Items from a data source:
——————

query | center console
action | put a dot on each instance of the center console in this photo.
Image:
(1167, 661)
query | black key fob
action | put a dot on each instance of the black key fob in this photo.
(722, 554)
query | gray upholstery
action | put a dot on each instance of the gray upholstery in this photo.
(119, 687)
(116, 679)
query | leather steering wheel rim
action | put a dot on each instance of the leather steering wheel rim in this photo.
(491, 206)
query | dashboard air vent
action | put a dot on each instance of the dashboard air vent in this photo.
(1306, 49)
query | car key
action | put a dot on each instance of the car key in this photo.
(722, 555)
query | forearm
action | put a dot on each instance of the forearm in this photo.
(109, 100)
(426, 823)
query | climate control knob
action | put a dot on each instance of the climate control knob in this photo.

——————

Problem statement:
Given the records above, return exactly the lines starting at the line containing "action | put a dot on each instance of the center" and ending at the line containing "query | climate control knob", including both.

Solution for this problem:
action | put a dot on each instance of the center console in this photo.
Image:
(1167, 661)
query | black key fob
action | put a dot on each instance of the black key fob in this photo.
(722, 554)
query | gray upholstery
action | put a dot on each instance of the gray upholstery in this photo.
(119, 687)
(116, 679)
query | leather steering wheel rim
action | put a dot on each instance of the leather steering wheel rim in this photo.
(491, 206)
query | dashboard air vent
action | put a dot on each instance of the dashboard air vent in this photo.
(1306, 49)
query | car key
action | put a dot on each instance of the car key in this photo.
(722, 555)
query | forearm
action | put a dot on each instance of the forearm in this photo.
(109, 100)
(426, 823)
query | climate control knob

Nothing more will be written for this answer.